• [Work to complete]
Nothing in the records should be changed in the copy, though the pictures must be left out.

• [Collected data]
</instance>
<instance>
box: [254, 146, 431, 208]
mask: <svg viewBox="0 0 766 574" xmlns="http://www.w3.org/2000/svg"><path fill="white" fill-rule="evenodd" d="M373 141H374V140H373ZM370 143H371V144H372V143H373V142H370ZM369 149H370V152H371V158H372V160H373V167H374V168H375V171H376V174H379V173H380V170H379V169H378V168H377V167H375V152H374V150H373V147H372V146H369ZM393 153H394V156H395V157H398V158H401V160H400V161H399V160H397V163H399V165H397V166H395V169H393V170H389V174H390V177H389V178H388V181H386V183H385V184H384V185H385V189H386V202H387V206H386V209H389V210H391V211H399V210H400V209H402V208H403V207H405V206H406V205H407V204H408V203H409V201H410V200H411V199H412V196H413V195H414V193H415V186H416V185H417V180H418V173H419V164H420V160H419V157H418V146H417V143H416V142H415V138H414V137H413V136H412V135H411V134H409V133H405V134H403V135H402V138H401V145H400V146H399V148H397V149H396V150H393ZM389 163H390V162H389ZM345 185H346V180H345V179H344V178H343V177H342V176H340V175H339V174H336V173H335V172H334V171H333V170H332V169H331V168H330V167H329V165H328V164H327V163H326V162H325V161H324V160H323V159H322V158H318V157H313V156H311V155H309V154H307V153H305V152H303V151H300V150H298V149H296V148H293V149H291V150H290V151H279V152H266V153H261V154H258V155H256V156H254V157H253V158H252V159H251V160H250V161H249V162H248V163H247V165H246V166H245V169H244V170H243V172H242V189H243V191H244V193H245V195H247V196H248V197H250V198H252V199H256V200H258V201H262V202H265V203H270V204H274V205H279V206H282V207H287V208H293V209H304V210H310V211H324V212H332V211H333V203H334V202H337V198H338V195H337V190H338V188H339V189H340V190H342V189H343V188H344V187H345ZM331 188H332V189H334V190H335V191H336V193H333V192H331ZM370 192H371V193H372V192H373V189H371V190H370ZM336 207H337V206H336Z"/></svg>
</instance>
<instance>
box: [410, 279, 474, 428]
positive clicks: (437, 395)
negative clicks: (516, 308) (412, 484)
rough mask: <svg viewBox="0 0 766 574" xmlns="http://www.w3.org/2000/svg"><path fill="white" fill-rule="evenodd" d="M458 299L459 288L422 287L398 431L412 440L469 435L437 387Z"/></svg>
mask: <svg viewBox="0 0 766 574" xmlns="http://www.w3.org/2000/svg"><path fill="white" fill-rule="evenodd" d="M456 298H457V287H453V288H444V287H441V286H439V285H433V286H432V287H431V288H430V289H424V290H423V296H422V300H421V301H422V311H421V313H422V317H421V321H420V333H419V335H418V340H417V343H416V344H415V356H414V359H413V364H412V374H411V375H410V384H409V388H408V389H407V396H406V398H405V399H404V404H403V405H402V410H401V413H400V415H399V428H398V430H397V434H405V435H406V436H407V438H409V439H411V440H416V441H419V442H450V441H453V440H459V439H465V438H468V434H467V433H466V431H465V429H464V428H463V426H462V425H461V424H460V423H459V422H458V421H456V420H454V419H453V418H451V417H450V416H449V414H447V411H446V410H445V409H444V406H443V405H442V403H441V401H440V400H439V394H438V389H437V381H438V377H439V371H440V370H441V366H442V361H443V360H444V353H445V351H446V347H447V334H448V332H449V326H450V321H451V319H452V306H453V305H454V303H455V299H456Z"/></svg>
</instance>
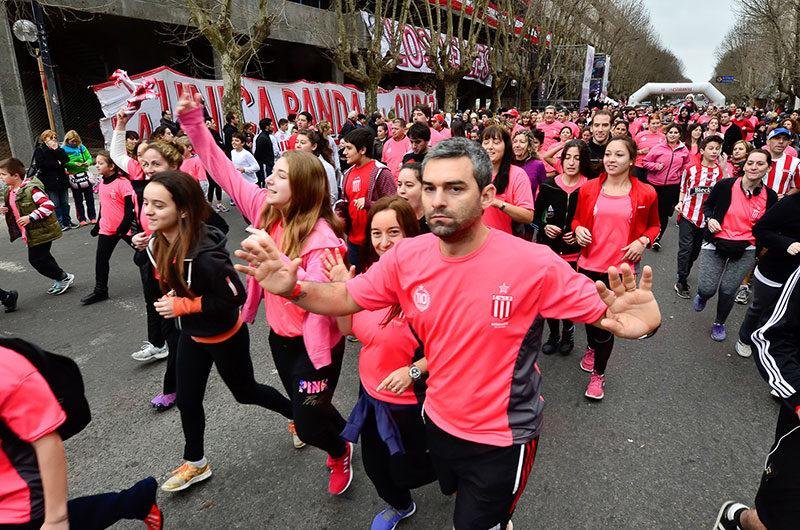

• [Your response]
</instance>
<instance>
box: [254, 146, 431, 208]
mask: <svg viewBox="0 0 766 574" xmlns="http://www.w3.org/2000/svg"><path fill="white" fill-rule="evenodd" d="M373 141H374V140H373ZM370 143H371V144H372V143H373V142H370ZM369 149H370V152H371V158H372V160H373V167H374V168H375V171H376V174H379V173H380V170H379V169H378V168H377V167H375V152H374V150H373V147H372V146H369ZM393 153H394V156H395V157H398V158H401V160H400V161H399V160H397V163H399V165H397V166H395V169H393V170H389V174H390V177H389V178H388V181H386V183H385V184H384V185H385V189H386V202H387V206H386V209H389V210H391V211H399V210H400V209H402V208H403V207H405V206H406V205H407V204H408V203H409V201H410V200H411V199H412V196H413V195H414V193H415V186H416V185H417V180H418V173H419V164H420V160H419V157H418V146H417V143H416V142H415V138H414V137H413V136H412V135H411V134H409V133H405V134H403V135H402V138H401V145H400V146H399V148H397V149H396V150H393ZM389 163H390V162H389ZM345 185H346V180H345V179H344V178H343V177H342V176H340V175H339V174H336V173H335V172H334V171H333V170H332V169H331V168H330V167H329V165H328V164H327V163H326V162H325V161H324V160H323V159H322V158H318V157H313V156H311V155H309V154H307V153H305V152H303V151H300V150H298V149H296V148H293V149H291V150H290V151H279V152H266V153H261V154H258V155H256V156H254V157H253V158H252V159H251V160H250V161H249V162H248V163H247V165H246V166H245V169H244V170H243V172H242V189H243V191H244V193H245V195H247V196H248V197H250V198H252V199H256V200H258V201H262V202H265V203H270V204H274V205H279V206H282V207H287V208H293V209H304V210H310V211H324V212H332V211H333V203H334V202H337V198H338V195H337V190H338V188H339V189H340V190H342V189H343V188H344V187H345ZM331 188H332V189H334V190H335V191H336V193H333V192H331ZM370 192H371V193H372V192H373V189H371V190H370ZM336 207H337V206H336Z"/></svg>
</instance>
<instance>
box: [410, 279, 474, 428]
positive clicks: (437, 395)
negative clicks: (516, 308) (412, 484)
rough mask: <svg viewBox="0 0 766 574" xmlns="http://www.w3.org/2000/svg"><path fill="white" fill-rule="evenodd" d="M458 299L459 288L422 287L398 431L412 440L469 435L437 387Z"/></svg>
mask: <svg viewBox="0 0 766 574" xmlns="http://www.w3.org/2000/svg"><path fill="white" fill-rule="evenodd" d="M456 298H457V287H453V288H444V287H441V286H439V285H433V286H432V287H431V288H430V289H424V290H423V296H422V300H421V301H422V311H421V313H422V317H421V321H420V333H419V335H418V340H417V343H416V344H415V356H414V359H413V364H412V374H411V375H410V384H409V388H408V389H407V396H406V398H405V399H404V404H403V405H402V410H401V413H400V415H399V428H398V430H397V434H405V435H406V436H407V438H409V439H411V440H416V441H419V442H450V441H453V440H459V439H465V438H468V434H467V433H466V431H465V429H464V428H463V426H462V425H461V424H460V423H459V422H458V421H456V420H454V419H453V418H451V417H450V416H449V414H447V411H446V410H445V409H444V406H443V405H442V403H441V401H440V400H439V394H438V389H437V381H438V377H439V371H440V370H441V366H442V361H443V360H444V353H445V351H446V347H447V334H448V332H449V326H450V321H451V319H452V306H453V305H454V303H455V299H456Z"/></svg>
</instance>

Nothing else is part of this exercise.